## Excerpts from a detection dataset

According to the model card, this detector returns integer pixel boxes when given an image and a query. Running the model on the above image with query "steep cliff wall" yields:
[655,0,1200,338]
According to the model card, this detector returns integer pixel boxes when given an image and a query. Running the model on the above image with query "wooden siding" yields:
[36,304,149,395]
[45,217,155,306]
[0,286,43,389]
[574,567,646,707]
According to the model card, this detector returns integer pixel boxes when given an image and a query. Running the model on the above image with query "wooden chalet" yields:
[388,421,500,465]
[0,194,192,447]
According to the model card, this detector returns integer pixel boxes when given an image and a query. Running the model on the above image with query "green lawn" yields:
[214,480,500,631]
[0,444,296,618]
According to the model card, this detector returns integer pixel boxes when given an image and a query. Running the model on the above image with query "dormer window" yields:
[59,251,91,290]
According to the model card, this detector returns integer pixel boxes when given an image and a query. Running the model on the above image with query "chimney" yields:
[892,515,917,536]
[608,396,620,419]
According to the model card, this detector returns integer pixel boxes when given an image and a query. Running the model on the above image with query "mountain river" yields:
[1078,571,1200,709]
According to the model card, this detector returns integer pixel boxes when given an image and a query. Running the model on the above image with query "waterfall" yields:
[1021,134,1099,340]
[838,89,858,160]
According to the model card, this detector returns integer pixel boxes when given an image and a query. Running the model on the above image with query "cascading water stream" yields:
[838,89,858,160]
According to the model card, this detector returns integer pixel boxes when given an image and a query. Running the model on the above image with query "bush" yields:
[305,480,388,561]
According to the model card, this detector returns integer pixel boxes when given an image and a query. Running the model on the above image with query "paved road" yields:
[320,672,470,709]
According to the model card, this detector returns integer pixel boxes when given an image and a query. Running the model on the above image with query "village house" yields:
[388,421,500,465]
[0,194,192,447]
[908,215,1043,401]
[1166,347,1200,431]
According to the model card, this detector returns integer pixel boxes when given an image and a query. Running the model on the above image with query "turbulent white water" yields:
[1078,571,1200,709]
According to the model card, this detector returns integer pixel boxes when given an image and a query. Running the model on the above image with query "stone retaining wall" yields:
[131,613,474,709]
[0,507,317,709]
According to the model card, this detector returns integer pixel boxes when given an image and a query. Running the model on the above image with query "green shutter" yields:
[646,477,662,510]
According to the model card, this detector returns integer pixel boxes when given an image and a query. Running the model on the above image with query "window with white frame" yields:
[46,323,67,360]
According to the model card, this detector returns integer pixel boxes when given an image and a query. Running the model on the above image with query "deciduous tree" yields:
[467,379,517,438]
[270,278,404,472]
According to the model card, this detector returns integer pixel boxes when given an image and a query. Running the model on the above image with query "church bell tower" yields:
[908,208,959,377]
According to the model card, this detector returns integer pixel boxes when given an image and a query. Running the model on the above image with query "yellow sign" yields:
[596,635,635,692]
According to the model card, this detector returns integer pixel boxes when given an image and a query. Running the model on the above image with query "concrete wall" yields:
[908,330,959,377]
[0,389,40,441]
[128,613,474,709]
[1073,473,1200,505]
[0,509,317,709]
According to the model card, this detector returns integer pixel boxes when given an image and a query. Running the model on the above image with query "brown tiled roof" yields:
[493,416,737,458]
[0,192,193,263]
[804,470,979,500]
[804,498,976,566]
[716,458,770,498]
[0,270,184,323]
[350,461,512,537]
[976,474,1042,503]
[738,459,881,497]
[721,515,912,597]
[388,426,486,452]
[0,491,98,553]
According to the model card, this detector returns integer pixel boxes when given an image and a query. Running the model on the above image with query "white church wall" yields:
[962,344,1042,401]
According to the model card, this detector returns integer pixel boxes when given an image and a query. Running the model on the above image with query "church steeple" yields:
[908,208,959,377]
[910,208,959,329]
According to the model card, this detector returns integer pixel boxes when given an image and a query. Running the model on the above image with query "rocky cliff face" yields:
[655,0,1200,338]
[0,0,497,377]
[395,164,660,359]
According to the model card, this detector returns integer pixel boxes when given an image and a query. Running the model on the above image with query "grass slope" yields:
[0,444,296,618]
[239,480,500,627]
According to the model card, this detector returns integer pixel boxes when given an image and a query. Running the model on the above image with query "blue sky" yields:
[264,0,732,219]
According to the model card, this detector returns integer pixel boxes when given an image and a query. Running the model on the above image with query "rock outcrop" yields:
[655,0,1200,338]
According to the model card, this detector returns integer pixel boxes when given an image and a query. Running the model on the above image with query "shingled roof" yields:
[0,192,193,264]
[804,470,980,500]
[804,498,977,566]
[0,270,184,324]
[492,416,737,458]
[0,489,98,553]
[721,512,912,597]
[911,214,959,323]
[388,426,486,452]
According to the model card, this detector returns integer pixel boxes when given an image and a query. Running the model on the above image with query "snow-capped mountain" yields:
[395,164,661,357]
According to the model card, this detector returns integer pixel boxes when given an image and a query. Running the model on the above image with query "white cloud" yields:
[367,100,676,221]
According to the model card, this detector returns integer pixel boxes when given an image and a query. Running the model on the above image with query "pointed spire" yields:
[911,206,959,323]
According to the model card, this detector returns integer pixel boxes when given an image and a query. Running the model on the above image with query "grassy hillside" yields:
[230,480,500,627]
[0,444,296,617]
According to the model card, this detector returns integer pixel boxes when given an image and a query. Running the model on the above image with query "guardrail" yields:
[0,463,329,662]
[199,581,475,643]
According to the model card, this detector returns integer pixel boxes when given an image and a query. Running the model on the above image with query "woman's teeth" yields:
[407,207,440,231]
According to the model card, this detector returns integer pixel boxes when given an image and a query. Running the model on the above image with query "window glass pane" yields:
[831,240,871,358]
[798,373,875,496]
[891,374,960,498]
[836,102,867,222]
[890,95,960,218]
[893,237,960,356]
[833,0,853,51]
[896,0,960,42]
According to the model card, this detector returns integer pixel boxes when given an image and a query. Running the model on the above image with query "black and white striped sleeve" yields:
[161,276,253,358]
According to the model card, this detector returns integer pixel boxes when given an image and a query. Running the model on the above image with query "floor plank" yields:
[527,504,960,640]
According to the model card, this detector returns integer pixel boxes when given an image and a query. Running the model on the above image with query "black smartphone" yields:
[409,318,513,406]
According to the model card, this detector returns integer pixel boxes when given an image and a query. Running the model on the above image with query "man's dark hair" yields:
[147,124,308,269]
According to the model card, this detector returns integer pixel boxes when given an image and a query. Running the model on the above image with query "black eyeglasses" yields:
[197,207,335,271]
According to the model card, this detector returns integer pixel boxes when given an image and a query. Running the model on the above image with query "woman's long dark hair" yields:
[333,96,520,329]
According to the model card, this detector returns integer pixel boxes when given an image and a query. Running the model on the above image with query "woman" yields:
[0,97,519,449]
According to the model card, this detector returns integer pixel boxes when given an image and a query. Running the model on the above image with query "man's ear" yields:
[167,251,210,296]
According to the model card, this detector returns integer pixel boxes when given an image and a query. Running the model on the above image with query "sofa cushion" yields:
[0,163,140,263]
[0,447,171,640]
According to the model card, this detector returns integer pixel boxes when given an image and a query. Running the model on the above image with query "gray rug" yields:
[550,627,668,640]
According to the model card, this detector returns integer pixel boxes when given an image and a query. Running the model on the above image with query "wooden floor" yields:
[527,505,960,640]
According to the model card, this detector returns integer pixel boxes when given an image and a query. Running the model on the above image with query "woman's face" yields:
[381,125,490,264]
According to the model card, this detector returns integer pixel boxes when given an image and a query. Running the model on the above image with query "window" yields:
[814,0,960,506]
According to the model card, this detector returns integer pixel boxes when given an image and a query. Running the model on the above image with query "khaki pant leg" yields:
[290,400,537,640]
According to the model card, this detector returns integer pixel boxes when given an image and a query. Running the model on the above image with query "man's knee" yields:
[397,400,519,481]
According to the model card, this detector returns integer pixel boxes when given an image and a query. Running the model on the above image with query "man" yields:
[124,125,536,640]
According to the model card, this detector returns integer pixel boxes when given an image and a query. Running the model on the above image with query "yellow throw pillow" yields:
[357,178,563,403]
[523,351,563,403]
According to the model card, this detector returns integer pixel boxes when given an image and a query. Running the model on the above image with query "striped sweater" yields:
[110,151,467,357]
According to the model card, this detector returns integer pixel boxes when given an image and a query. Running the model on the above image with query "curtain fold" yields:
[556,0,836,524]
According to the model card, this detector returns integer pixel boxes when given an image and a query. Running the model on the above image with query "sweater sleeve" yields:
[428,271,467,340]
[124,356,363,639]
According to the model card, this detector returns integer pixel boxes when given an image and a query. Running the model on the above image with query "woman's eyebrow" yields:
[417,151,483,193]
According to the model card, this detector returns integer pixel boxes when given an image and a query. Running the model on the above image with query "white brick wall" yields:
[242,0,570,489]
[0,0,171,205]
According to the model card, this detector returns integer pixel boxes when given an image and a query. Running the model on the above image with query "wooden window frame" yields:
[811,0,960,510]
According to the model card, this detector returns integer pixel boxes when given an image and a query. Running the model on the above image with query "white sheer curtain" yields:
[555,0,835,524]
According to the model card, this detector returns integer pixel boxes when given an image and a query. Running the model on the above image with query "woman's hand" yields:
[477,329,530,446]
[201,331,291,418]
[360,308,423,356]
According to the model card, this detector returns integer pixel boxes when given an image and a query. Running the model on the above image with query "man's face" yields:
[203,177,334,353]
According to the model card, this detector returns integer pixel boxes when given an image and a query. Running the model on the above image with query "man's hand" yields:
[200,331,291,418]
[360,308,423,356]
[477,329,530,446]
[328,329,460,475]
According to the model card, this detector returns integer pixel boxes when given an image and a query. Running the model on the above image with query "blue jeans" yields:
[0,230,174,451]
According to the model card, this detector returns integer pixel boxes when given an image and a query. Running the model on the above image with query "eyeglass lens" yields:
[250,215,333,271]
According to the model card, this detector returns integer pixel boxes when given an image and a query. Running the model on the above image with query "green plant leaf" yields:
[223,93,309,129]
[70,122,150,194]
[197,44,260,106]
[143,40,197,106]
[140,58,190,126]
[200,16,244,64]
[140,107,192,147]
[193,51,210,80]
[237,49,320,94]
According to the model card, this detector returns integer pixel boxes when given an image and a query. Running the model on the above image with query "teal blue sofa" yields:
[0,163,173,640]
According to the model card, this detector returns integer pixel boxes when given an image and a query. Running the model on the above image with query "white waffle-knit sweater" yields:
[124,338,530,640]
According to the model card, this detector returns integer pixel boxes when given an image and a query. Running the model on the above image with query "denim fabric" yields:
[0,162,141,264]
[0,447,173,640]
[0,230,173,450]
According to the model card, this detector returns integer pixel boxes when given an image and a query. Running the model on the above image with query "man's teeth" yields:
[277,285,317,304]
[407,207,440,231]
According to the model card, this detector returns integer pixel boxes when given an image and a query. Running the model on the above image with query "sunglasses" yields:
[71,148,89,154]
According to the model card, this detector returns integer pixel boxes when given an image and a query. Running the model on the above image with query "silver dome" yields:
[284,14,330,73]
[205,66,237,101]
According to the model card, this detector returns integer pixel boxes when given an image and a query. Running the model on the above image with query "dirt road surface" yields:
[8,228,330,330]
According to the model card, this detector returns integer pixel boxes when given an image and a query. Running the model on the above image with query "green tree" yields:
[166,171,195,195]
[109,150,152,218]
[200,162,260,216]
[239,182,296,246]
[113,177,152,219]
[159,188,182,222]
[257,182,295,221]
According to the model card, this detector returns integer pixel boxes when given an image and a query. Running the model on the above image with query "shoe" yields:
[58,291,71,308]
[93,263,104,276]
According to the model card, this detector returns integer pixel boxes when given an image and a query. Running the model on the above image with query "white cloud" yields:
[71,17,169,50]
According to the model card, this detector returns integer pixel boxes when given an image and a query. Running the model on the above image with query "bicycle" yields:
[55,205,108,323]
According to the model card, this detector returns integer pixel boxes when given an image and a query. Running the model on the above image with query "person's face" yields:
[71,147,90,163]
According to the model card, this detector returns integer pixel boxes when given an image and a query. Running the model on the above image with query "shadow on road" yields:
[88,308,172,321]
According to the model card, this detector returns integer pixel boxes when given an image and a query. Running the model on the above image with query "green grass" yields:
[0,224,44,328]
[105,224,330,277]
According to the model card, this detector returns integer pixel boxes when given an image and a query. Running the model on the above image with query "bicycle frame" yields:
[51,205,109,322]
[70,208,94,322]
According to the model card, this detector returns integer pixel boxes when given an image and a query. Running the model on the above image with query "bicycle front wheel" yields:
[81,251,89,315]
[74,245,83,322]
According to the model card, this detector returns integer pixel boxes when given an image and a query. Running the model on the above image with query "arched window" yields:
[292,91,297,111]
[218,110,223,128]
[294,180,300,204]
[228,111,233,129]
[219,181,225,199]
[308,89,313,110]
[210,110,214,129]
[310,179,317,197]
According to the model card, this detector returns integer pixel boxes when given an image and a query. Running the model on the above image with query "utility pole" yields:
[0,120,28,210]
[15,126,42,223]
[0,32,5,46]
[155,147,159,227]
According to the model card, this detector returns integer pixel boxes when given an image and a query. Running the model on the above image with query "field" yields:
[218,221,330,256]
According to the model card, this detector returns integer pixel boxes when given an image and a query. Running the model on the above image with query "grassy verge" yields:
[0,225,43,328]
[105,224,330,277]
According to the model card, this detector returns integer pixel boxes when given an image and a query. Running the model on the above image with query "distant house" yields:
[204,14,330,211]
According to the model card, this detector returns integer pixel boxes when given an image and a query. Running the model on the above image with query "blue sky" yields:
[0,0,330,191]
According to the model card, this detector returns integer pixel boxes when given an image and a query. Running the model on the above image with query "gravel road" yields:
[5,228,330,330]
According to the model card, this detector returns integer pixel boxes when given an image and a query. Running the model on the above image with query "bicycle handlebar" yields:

## Exercise details
How many lines of the data contain the word "blue"? Reply with the number alone.

## Task solution
4